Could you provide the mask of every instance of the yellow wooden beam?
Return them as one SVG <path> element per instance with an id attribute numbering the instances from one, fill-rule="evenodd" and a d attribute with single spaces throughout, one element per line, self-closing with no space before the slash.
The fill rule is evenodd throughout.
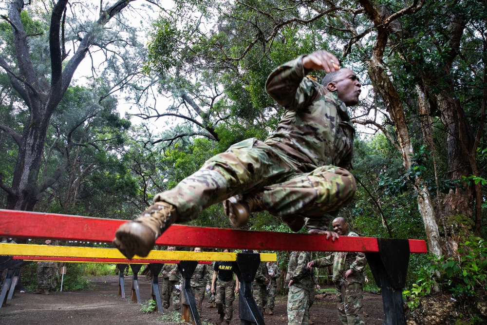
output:
<path id="1" fill-rule="evenodd" d="M 91 258 L 118 258 L 125 257 L 115 249 L 92 247 L 52 246 L 25 244 L 0 244 L 0 255 L 28 256 L 53 256 L 85 257 Z M 134 258 L 141 260 L 162 260 L 168 261 L 233 261 L 236 253 L 216 253 L 169 250 L 151 250 L 146 257 L 135 255 Z M 261 254 L 262 262 L 274 262 L 277 256 L 274 253 Z"/>

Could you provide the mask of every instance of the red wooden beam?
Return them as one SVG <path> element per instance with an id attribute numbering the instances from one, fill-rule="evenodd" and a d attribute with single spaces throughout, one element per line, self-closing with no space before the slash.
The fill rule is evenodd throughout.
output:
<path id="1" fill-rule="evenodd" d="M 133 259 L 128 260 L 123 258 L 91 258 L 89 257 L 67 257 L 61 256 L 12 256 L 13 260 L 24 261 L 59 261 L 60 262 L 89 262 L 93 263 L 117 263 L 119 264 L 149 264 L 159 263 L 162 264 L 179 264 L 179 261 L 164 261 L 162 260 L 140 260 Z M 208 261 L 199 261 L 198 264 L 211 264 Z"/>
<path id="2" fill-rule="evenodd" d="M 126 220 L 0 210 L 0 236 L 111 243 Z M 427 252 L 424 240 L 410 239 L 412 253 Z M 378 252 L 377 239 L 221 229 L 173 225 L 156 241 L 161 246 L 266 250 Z M 0 255 L 1 252 L 0 252 Z"/>

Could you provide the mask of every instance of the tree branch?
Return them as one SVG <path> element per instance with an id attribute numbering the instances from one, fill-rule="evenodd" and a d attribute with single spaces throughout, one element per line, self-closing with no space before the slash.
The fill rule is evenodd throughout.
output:
<path id="1" fill-rule="evenodd" d="M 3 173 L 2 172 L 0 172 L 0 189 L 7 192 L 9 195 L 12 195 L 12 196 L 15 196 L 15 192 L 12 190 L 12 188 L 10 188 L 3 184 Z"/>
<path id="2" fill-rule="evenodd" d="M 155 141 L 151 142 L 152 144 L 155 144 L 156 143 L 159 143 L 159 142 L 164 142 L 166 141 L 170 141 L 169 145 L 172 143 L 172 141 L 176 140 L 176 139 L 179 139 L 180 138 L 184 137 L 185 136 L 193 136 L 193 135 L 201 135 L 202 136 L 205 136 L 208 138 L 210 140 L 213 140 L 213 141 L 216 141 L 216 139 L 213 137 L 213 135 L 207 133 L 200 133 L 199 132 L 191 132 L 190 133 L 180 133 L 179 134 L 176 134 L 176 135 L 170 138 L 167 138 L 166 139 L 160 139 L 159 140 L 156 140 Z"/>
<path id="3" fill-rule="evenodd" d="M 68 0 L 59 0 L 54 6 L 51 17 L 51 26 L 49 29 L 49 51 L 51 52 L 51 85 L 59 91 L 62 72 L 62 55 L 59 34 L 61 28 L 61 19 L 63 13 L 68 4 Z"/>
<path id="4" fill-rule="evenodd" d="M 20 146 L 22 143 L 22 137 L 15 130 L 1 124 L 0 124 L 0 130 L 4 131 L 7 134 L 13 138 L 14 141 L 17 144 L 17 145 L 19 147 Z"/>
<path id="5" fill-rule="evenodd" d="M 389 141 L 389 142 L 391 143 L 391 144 L 393 146 L 394 148 L 395 148 L 397 151 L 398 151 L 400 153 L 402 152 L 401 147 L 397 144 L 397 141 L 396 141 L 395 140 L 394 140 L 393 137 L 393 136 L 391 135 L 391 134 L 390 134 L 389 132 L 387 132 L 387 130 L 382 124 L 378 123 L 375 121 L 373 121 L 372 120 L 353 119 L 352 121 L 354 123 L 356 123 L 357 124 L 361 124 L 362 125 L 368 125 L 369 124 L 372 124 L 372 125 L 374 125 L 377 129 L 380 130 L 381 131 L 382 131 L 382 133 L 384 134 L 384 135 Z"/>

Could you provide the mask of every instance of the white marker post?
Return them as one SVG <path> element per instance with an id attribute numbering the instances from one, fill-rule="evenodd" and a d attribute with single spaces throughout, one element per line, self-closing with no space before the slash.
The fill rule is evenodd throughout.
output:
<path id="1" fill-rule="evenodd" d="M 61 276 L 61 290 L 60 292 L 62 292 L 62 282 L 64 280 L 64 274 L 66 274 L 66 267 L 63 267 L 61 268 L 61 274 L 62 275 Z"/>

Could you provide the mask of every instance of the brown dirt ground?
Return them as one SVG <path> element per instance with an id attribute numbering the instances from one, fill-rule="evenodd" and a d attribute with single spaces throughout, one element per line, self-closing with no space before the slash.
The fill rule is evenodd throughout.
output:
<path id="1" fill-rule="evenodd" d="M 150 298 L 150 283 L 143 277 L 139 278 L 141 298 L 145 301 Z M 54 324 L 59 325 L 98 325 L 117 324 L 127 325 L 173 325 L 182 324 L 168 321 L 157 313 L 144 314 L 141 306 L 131 301 L 131 277 L 125 277 L 126 299 L 118 295 L 118 276 L 89 277 L 91 281 L 89 289 L 72 292 L 56 292 L 49 294 L 34 294 L 31 292 L 16 292 L 13 299 L 0 308 L 0 325 L 19 324 Z M 160 283 L 162 283 L 160 281 Z M 238 319 L 238 299 L 234 303 L 234 317 L 231 325 L 240 324 Z M 286 312 L 287 297 L 278 296 L 274 314 L 266 315 L 267 325 L 282 325 L 287 323 Z M 202 320 L 214 322 L 218 318 L 215 308 L 206 307 L 206 298 L 203 301 Z M 169 311 L 172 309 L 172 306 Z M 382 297 L 365 293 L 364 309 L 366 313 L 365 324 L 382 324 Z M 334 295 L 317 295 L 315 304 L 310 310 L 311 320 L 316 325 L 338 325 Z"/>

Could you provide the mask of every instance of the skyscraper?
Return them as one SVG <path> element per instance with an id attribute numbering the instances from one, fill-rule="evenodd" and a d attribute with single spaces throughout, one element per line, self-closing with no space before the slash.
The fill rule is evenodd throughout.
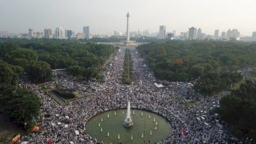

----------

- Exercice:
Réécrivez en tableau Markdown à deux colonnes, Numéro et Texte, les lignes qui commencent à celle contenant « Could you provide the mask of every instance of the white » et s'arrêtent après celle contenant « 61 276 L 61 », en omettant les lignes vides.

- Solution complète:
| Numéro | Texte |
|---|---|
| 1 | Could you provide the mask of every instance of the white marker post? |
| 2 | Return them as one SVG <path> element per instance with an id attribute numbering the instances from one, fill-rule="evenodd" and a d attribute with single spaces throughout, one element per line, self-closing with no space before the slash. |
| 3 | The fill rule is evenodd throughout. |
| 4 | output: |
| 5 | <path id="1" fill-rule="evenodd" d="M 61 276 L 61 290 L 60 292 L 62 292 L 62 282 L 64 280 L 64 274 L 66 274 L 66 267 L 63 267 L 61 268 L 61 274 L 62 275 Z"/> |